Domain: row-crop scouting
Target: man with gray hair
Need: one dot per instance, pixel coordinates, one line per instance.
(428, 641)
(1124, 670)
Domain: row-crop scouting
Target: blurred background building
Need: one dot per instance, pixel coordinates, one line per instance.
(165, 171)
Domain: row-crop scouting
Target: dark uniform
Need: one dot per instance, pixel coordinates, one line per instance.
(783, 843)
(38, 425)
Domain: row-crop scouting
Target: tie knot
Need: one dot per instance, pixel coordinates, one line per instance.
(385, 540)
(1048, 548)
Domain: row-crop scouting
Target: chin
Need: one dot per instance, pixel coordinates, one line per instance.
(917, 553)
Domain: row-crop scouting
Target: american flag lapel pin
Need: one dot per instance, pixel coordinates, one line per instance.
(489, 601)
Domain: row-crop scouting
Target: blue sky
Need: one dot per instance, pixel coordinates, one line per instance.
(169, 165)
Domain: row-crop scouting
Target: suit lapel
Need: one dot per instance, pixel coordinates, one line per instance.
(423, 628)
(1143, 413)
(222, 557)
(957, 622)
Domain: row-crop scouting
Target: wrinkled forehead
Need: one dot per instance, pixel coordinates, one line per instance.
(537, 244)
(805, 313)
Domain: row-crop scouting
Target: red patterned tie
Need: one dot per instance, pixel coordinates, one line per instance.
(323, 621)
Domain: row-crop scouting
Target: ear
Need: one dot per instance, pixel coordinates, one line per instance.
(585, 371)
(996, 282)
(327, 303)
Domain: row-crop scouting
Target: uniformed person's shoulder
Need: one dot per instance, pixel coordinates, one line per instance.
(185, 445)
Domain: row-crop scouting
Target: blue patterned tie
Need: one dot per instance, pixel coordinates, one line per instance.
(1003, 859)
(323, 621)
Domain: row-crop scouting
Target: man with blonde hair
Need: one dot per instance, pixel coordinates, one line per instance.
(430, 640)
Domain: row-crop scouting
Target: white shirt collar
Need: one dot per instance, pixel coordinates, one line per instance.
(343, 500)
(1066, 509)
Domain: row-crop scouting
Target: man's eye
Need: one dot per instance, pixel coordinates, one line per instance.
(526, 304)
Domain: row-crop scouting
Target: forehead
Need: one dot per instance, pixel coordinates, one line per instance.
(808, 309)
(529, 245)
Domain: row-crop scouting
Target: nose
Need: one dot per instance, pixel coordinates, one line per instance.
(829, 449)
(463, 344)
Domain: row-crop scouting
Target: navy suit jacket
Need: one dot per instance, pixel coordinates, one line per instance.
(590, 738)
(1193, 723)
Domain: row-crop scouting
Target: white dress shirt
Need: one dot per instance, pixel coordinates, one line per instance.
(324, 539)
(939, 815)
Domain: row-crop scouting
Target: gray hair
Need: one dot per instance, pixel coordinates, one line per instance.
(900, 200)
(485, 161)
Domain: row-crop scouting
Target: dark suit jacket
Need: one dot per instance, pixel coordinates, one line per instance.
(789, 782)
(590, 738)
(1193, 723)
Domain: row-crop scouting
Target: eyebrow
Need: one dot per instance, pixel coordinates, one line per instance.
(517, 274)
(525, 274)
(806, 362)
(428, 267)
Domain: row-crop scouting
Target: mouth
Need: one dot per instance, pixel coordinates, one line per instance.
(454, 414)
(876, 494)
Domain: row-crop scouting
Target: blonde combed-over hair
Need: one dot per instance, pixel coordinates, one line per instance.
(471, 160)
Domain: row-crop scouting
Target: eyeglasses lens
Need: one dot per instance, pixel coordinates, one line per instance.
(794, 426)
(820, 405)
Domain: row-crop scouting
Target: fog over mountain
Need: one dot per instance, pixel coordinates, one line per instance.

━━━━━━━━━━━━━━━━━━━━

» Aim of the exercise: Would you copy out each line exactly as written?

» Written response:
Domain: row-crop scouting
Target: man with gray hair
Need: one dot per instance, pixel coordinates, one line per instance.
(428, 641)
(1124, 670)
Domain: row-crop scouting
Target: blurred background building
Need: one dot per instance, pixel coordinates, one line per instance.
(165, 171)
Domain: row-crop scouting
Target: dark uniform
Need: one dot per instance, pixel coordinates, one line per instance.
(783, 843)
(38, 425)
Domain: row-crop scouting
Target: tie knot
Need: one dot per instance, pixel coordinates, one line per instance.
(385, 540)
(1048, 548)
Domain: row-crop scouting
Target: chin
Need: one dot per instance, pixel coordinates, one line per instance.
(917, 553)
Domain: row-crop scouting
Target: american flag lapel pin
Need: one dot per instance, pixel coordinates, one line per instance.
(489, 601)
Domain: row-crop scouting
Target: blue sky
Need: one dot per instance, pixel coordinates, one line per instance.
(169, 165)
Domain: row-crop scouting
Target: suit lapel
Need: one dot per instance, pixel coordinates, one line per instance.
(423, 628)
(1143, 413)
(222, 557)
(957, 622)
Domain: row-crop scouting
Target: wrinkled forehead
Need: one dot per instance, pixel coordinates, one line per instance.
(537, 244)
(805, 313)
Domain: row-crop scouting
Target: red patterned tie
Need: one dot per instance, pixel coordinates, one line per instance.
(323, 621)
Domain: row-crop scouting
Target: ear
Need: one dot per instance, pixel coordinates, one line per instance.
(585, 371)
(996, 282)
(327, 303)
Domain: row-crop scouting
Target: uniformed person's shoulder
Need: one dot per instance, pixel coordinates, one line per instance.
(185, 445)
Domain: row-crop scouting
Target: blue patterned tie
Need: one dot per instance, pixel coordinates, one line per instance.
(1003, 859)
(323, 621)
Domain: row-crop scouting
Target: man with blonde hair
Need: one dot per instance, pixel coordinates, one line per instance.
(430, 640)
Domain: row-crop scouting
Target: white shirt collar
Need: one dot per instance, pixel coordinates, one line per instance.
(343, 500)
(1066, 509)
Domain: row-crop scouting
Target: man's eye
Need: one dot per instance, pixel coordinates, one line per instance.
(526, 304)
Domain: row-crop scouting
Target: forehead
Need: one dot per instance, pixel coordinates, one line per instance.
(808, 309)
(529, 245)
Domain: row-crop scouting
Target: nose
Need: one dot per instance, pixel coordinates, one line per instance.
(829, 449)
(463, 344)
Domain: row-crop scouting
Target: navy suit jacket
Need: one dot per instance, pixel coordinates, one line per instance.
(590, 738)
(1193, 723)
Domain: row-crop scouting
Target: white dress shirt
Need: one dot per instance, pixel coordinates, one line per instance.
(324, 539)
(939, 815)
Domain: row-crop scouting
Target: gray hair
Need: one dot per instance, pixel coordinates, one line per instance.
(900, 200)
(485, 161)
Domain: row-crop scouting
Target: dark suit jacket
Need: one dot per instance, pixel coordinates, one line per instance.
(789, 782)
(590, 738)
(1193, 723)
Domain: row-crop scouting
Target: eyebrow
Need: one dot per instance, pixel coordinates, one line per instance.
(517, 274)
(525, 274)
(806, 362)
(428, 267)
Domain: row-crop scouting
Target: mouth
Need: one dot per instance, pixel coordinates, one line per instance.
(454, 414)
(876, 494)
Domain: row-crop scouting
Target: blonde combed-over hair
Need: one dot per instance, pixel coordinates, one line per instance.
(471, 160)
Domain: row-crop scouting
Target: eyeglasses lens
Need: one dot per instance, pixel coordinates, one line per instance.
(794, 426)
(820, 405)
Domain: row-crop scouting
Target: fog over mountain
Need: one dot per instance, pixel coordinates, one line per instance.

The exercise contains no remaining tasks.